**RECORD EXCERPTS:**
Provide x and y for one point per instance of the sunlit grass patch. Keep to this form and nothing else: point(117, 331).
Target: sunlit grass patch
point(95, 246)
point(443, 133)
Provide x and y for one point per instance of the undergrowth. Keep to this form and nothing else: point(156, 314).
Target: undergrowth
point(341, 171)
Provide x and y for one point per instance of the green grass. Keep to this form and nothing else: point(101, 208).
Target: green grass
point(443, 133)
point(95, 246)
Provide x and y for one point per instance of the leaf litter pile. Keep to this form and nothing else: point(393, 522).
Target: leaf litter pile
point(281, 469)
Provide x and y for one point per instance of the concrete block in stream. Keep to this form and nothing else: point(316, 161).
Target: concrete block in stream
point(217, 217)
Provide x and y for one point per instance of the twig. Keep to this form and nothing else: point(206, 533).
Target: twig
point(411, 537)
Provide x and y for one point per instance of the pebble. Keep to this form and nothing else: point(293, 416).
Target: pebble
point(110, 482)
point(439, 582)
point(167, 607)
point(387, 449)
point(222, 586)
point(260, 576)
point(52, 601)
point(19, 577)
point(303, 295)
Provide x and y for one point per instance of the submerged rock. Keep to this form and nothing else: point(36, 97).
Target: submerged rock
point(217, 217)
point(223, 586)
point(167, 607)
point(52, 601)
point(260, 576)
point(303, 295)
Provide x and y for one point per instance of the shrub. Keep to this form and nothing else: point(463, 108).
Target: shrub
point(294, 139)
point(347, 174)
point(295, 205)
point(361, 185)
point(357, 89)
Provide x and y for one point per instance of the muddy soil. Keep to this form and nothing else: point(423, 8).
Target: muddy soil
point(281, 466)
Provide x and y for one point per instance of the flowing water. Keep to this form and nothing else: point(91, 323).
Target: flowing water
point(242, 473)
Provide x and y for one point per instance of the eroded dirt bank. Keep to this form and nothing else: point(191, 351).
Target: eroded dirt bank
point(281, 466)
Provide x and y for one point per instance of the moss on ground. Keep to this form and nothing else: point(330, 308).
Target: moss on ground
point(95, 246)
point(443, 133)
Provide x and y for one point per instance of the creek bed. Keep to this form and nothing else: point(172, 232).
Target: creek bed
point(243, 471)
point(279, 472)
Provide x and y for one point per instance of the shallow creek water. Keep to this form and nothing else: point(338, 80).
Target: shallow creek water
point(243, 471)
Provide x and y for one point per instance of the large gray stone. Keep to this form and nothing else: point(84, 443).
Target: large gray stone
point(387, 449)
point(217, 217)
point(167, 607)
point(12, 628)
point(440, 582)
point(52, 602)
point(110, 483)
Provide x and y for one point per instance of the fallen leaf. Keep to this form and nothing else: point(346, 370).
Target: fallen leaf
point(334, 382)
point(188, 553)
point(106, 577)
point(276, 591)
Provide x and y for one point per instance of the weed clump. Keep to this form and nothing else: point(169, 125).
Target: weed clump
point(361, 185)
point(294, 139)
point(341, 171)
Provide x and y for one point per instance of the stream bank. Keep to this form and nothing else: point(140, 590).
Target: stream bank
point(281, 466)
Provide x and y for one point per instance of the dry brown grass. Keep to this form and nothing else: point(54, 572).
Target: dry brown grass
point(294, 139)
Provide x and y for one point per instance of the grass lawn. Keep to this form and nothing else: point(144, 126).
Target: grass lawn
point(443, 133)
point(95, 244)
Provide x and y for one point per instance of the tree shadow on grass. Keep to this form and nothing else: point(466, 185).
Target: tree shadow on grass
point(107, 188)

**DESCRIPTION OF THE TASK:** From the records above, extract every entry exactly as given.

**ANSWER TO THE EXERCISE:**
Provide x and y for one point per instance of the sunlit grass patch. Keep to this form and nothing else: point(117, 331).
Target: sunlit grass patch
point(95, 246)
point(443, 133)
Provide x and y for one point per instance of the undergrowth. Keep to this form and nothing else: point(156, 314).
Target: undergrowth
point(341, 171)
Provide x and y for one point per instance of the green grass. Keep to this form and nothing else: point(101, 208).
Target: green grass
point(443, 133)
point(95, 246)
Provide x and y for one point per instance of the leaf litter pile. Keep to this form and nothing else: point(393, 522).
Target: leaf litter pile
point(281, 469)
Provide x and y for one point per instance of the concrete block in stream. Keep to this form and nothing else: point(316, 161).
Target: concrete block in stream
point(217, 217)
Provide x and y for one point per instance of the twig. Keep to this form and nothing else: point(206, 533).
Target: twig
point(411, 537)
Provide x and y for one point per instance of the pebble. Keep to this form and nothing else: point(293, 416).
Target: pebble
point(110, 482)
point(439, 582)
point(167, 607)
point(387, 449)
point(222, 586)
point(260, 576)
point(52, 601)
point(19, 577)
point(303, 295)
Provide x and y for one point per instance of the submerged rock. Keep to this form and nothing else: point(36, 97).
Target: submerged rock
point(217, 217)
point(223, 586)
point(167, 607)
point(52, 601)
point(260, 576)
point(303, 295)
Provide x and y for one point per instance of the shrub. Keep to this form and nothing else: point(463, 108).
Target: shrub
point(294, 139)
point(347, 174)
point(295, 205)
point(361, 185)
point(357, 89)
Provide x and y for one point per instance of the muddy soil. Keep to this form and nothing else: point(423, 8).
Target: muddy soil
point(281, 466)
Provide x and y for one point per instance of the flowing water. Keep to this form and nothing else: point(91, 323).
Target: flowing water
point(242, 473)
Provide x and y for one point per instance of the eroded dirt bank. Keep to this form and nothing else: point(191, 351).
Target: eroded dirt bank
point(281, 466)
Provide x and y for one point per instance of the moss on ground. Keep to this form and nothing else: point(330, 308).
Target: moss on ground
point(95, 246)
point(443, 133)
Provide x and y for one point per instance of the creek bed. Keep to this form and nothing else: point(172, 232).
Target: creek bed
point(243, 471)
point(279, 472)
Provide x and y for one point per instance of the shallow creek water. Keep to this form and nothing else: point(338, 80).
Target: shallow creek water
point(243, 471)
Provide x and y for one point per instance of the large gray stone. Keep to this form and nothing else: point(84, 443).
Target: large gray stone
point(387, 449)
point(217, 217)
point(167, 607)
point(12, 628)
point(440, 582)
point(52, 602)
point(110, 483)
Provide x and y for one point per instance of the fallen leaf. Keep to this form and nothing else: point(346, 370).
Target: fallen leaf
point(334, 382)
point(188, 553)
point(106, 577)
point(276, 591)
Provide x and y for one point per instance of the weed clump. Keep to this form and nothing else: point(169, 125).
Target: weed clump
point(361, 185)
point(294, 139)
point(341, 171)
Provide x and y for one point per instance of the stream bank. Keep to this form and nothing else: point(140, 590).
Target: stream bank
point(281, 466)
Provide x and y for one point per instance of the dry brown grass. Keep to this form and nothing else: point(54, 572).
Target: dry brown grass
point(294, 139)
Provide x and y for one point per instance of the grass lawn. Keep to this form and nothing else: point(144, 126).
Target: grass lawn
point(443, 133)
point(95, 244)
Provide x and y for one point per instance of the tree shadow on grass. Keep to this form and nothing else: point(466, 185).
Target: tree shadow on grass
point(107, 188)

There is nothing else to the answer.